━━━━━ Data shown ━━━━━

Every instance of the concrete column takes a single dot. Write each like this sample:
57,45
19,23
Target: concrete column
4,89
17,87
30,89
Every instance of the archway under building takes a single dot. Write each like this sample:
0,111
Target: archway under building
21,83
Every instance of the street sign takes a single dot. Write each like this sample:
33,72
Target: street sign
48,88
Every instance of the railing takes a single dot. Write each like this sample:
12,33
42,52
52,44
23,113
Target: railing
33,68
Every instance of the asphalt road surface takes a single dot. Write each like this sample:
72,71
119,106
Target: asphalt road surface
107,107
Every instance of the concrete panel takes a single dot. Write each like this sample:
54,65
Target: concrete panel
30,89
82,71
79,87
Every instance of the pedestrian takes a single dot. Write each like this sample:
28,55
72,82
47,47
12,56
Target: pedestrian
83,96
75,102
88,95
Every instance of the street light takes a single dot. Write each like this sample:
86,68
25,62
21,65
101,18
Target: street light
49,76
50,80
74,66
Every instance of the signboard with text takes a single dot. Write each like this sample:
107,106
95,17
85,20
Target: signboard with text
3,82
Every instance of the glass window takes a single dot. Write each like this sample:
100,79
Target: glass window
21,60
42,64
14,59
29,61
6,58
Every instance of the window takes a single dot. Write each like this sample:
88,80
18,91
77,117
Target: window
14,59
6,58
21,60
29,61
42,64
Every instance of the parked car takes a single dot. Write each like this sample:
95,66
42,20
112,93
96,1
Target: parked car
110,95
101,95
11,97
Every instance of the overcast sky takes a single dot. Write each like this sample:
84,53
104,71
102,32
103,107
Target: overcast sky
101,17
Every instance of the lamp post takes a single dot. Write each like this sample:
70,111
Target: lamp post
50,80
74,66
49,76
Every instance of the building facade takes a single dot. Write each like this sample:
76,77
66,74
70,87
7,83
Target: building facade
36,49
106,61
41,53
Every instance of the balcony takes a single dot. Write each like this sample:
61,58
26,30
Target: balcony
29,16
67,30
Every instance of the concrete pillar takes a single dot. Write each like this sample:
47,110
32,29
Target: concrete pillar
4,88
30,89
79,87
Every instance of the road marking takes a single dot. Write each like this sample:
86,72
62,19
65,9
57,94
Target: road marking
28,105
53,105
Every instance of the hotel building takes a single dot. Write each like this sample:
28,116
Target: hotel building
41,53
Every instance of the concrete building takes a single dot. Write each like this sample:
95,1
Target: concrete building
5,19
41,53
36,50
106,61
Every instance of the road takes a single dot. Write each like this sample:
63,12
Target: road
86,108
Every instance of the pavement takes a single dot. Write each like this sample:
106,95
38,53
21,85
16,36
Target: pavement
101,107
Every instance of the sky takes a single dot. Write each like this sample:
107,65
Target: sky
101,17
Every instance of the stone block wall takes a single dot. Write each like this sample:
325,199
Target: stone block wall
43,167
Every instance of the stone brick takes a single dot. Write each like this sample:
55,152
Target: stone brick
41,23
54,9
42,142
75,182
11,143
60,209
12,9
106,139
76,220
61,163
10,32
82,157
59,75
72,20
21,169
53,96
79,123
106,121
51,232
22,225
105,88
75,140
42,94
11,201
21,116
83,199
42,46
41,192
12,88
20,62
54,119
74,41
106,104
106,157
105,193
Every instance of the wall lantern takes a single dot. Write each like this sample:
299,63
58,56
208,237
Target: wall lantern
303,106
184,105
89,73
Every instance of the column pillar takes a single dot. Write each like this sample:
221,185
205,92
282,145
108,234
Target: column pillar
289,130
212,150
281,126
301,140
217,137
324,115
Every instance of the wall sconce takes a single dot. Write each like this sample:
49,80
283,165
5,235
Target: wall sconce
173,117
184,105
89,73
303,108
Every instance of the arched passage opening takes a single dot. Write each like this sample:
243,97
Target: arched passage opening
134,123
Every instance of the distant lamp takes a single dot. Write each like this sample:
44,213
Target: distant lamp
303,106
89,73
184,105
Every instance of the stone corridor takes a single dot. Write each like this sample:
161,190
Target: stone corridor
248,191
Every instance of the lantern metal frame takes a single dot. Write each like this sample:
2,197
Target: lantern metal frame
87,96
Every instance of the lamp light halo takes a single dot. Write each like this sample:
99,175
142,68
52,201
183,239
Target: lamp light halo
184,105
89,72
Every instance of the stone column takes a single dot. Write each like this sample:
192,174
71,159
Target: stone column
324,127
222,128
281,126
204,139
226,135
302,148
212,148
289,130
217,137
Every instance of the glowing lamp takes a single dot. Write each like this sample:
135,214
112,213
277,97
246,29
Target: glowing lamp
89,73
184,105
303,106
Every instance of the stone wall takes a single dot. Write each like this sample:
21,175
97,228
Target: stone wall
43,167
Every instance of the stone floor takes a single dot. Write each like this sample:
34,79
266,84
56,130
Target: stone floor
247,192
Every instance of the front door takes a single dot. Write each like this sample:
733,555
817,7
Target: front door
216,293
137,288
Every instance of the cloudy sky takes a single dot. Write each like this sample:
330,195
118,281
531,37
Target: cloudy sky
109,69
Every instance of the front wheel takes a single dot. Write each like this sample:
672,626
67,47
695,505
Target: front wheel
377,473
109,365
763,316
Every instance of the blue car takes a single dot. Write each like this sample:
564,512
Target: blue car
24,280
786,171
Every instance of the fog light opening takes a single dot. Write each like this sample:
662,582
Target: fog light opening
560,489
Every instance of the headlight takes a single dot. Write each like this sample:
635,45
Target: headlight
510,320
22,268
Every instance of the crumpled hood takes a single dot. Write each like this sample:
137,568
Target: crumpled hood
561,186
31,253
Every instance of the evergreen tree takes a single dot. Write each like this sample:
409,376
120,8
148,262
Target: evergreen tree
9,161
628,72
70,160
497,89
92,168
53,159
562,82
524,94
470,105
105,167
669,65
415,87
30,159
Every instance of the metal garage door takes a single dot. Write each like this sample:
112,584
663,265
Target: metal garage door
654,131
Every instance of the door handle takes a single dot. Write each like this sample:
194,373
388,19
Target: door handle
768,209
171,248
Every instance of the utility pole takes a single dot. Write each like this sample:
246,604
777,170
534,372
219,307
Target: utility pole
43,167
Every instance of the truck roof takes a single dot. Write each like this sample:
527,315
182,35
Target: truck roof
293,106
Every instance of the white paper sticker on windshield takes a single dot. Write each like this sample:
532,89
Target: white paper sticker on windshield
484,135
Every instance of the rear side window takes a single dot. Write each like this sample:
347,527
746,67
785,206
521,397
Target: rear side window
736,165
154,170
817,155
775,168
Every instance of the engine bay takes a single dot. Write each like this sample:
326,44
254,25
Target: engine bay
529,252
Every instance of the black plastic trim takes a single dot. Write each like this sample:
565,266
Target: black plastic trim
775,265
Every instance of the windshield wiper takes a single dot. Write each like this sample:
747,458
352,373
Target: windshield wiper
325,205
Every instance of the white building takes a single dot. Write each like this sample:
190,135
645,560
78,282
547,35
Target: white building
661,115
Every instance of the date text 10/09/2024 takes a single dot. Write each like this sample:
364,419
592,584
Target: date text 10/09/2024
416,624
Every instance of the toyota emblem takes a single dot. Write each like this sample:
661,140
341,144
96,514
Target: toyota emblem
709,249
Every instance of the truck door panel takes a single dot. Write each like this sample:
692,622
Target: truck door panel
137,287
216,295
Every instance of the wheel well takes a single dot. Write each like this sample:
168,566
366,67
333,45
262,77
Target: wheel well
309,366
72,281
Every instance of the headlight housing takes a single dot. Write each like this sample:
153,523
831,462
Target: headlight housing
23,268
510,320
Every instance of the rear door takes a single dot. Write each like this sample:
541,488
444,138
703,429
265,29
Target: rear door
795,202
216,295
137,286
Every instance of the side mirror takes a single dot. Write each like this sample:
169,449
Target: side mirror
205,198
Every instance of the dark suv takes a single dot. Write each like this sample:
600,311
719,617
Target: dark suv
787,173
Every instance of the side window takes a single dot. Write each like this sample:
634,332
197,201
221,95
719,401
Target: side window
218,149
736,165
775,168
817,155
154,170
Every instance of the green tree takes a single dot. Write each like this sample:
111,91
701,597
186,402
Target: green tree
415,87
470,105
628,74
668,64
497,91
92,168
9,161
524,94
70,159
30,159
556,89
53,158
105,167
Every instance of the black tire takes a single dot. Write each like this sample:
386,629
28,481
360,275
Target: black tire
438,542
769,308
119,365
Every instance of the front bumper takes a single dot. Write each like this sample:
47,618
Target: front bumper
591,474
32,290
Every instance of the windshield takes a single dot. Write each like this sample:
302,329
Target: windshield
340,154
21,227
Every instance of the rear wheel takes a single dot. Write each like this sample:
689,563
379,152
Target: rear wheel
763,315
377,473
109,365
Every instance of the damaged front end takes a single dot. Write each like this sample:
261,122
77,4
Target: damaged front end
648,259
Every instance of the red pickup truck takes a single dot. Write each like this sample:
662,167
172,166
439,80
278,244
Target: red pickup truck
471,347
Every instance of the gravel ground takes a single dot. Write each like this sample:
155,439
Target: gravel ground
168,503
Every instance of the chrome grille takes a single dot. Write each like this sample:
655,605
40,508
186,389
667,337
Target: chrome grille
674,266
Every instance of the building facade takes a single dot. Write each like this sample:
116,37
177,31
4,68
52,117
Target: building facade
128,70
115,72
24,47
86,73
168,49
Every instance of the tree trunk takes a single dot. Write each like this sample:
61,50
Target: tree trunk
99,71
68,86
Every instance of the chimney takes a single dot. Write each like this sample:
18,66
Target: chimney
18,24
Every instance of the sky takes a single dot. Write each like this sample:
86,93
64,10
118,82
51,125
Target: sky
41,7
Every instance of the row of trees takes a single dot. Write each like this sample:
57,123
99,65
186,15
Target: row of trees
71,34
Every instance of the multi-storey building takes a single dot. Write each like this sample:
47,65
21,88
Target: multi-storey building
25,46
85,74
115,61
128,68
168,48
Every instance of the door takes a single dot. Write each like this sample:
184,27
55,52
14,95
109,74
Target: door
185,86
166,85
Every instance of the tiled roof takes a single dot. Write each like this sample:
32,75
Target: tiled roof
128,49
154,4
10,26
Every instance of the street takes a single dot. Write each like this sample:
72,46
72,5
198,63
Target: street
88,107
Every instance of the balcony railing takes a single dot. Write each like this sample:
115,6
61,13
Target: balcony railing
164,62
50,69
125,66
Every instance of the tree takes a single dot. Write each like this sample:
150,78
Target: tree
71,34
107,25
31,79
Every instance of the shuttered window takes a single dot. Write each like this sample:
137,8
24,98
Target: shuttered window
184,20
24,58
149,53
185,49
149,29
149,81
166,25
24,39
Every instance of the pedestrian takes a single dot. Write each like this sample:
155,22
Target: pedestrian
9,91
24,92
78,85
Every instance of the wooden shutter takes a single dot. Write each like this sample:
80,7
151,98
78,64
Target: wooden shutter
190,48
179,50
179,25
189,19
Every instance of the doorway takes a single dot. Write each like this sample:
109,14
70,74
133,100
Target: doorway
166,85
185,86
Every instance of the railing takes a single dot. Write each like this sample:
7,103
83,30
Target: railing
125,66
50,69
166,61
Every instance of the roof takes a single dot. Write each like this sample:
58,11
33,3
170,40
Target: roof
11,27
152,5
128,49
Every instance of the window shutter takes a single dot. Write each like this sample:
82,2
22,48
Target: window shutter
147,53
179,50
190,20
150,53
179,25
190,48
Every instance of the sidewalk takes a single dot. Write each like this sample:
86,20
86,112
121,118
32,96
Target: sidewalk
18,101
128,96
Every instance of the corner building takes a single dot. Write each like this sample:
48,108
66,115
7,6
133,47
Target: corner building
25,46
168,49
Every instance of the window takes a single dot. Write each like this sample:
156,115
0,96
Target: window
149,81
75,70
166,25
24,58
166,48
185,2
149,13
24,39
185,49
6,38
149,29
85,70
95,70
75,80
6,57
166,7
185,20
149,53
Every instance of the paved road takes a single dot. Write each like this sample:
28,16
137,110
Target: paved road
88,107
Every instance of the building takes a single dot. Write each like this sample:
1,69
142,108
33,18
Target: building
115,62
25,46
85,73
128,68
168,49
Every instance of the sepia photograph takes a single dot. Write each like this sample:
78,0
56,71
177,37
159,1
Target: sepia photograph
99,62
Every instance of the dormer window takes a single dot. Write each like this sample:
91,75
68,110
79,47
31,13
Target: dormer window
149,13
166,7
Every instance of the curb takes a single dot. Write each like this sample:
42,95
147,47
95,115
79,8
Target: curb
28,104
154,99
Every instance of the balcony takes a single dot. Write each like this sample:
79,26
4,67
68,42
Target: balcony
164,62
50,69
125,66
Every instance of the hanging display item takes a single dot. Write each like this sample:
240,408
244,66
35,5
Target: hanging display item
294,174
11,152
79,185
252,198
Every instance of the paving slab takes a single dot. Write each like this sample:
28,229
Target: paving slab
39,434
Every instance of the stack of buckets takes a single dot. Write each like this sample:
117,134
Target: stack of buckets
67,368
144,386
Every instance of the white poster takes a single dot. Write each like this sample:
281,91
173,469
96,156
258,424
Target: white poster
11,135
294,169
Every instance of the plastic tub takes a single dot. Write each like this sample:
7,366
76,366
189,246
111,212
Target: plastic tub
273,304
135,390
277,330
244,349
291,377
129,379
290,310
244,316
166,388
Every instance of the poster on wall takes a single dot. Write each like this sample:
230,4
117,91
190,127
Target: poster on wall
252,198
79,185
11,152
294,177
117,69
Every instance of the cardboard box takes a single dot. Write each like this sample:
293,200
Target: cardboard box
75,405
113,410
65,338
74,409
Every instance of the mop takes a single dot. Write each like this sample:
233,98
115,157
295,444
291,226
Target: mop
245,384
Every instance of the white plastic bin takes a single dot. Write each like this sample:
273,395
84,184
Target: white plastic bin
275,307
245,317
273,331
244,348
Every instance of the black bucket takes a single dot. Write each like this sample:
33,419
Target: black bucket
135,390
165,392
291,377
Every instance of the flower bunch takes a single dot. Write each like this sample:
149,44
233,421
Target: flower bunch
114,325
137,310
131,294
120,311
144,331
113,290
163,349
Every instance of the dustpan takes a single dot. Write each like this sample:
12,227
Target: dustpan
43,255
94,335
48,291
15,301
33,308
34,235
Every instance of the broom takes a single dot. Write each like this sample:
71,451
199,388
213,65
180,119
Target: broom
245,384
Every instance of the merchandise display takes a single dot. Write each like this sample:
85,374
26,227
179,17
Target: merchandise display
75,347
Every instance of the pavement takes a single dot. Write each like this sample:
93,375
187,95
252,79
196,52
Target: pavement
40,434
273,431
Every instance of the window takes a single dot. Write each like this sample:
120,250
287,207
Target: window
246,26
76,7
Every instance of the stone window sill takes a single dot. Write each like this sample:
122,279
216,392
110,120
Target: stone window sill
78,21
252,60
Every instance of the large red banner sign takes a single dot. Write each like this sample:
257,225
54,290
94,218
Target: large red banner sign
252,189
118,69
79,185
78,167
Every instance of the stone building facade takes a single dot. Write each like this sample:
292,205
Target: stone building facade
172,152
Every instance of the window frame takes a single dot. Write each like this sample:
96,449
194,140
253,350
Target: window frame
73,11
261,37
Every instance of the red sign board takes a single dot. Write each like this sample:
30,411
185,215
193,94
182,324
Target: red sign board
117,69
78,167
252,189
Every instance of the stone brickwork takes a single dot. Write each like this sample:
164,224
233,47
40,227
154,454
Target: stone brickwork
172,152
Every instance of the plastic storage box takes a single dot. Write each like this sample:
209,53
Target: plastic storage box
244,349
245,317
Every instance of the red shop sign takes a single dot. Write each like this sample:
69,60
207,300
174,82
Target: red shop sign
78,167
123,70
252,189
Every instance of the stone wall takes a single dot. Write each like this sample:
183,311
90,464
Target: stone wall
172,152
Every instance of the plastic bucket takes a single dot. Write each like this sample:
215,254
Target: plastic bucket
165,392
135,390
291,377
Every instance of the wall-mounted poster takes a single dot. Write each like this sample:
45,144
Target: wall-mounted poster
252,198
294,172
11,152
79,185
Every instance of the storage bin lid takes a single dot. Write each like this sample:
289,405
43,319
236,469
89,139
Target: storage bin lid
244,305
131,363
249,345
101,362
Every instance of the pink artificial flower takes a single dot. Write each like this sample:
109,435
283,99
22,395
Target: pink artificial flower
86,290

━━━━━

## Problem details:
Starting with the line that contains "Every instance of the stone brickwork", repeat each line through the last one exactly as it appears. Include both ends and nothing more.

## Solution to the exercise:
Every instance of the stone brickwork takes a single dot. Write each like this sample:
164,224
233,47
40,227
154,454
Target: stone brickwork
172,152
Every instance of the plastic storage box takes a single dot. Write each like this sample:
209,53
Target: plastic storage box
244,349
245,317
Every instance of the red shop sign takes a single dot. Write each like this sample:
69,60
207,300
174,82
Target: red shop sign
78,167
123,70
252,189
Every instance of the stone wall takes a single dot. Write each like this sample:
183,311
90,464
Target: stone wall
172,152
Every instance of the plastic bucket takes a single dot. Write each like this sample:
215,254
Target: plastic bucket
165,392
135,390
291,377
Every instance of the wall-mounted poster takes a single dot. Write each like this sample:
45,144
Target: wall-mounted poster
252,198
294,172
11,152
79,185
Every instance of the storage bin lid takes a single dot. Write each like this sample:
289,405
43,319
236,469
89,139
Target: storage bin lid
244,305
131,363
249,345
101,362
Every instance of the pink artificial flower takes a single dot. Write each like this sample:
109,435
283,99
22,395
Target: pink artificial flower
86,290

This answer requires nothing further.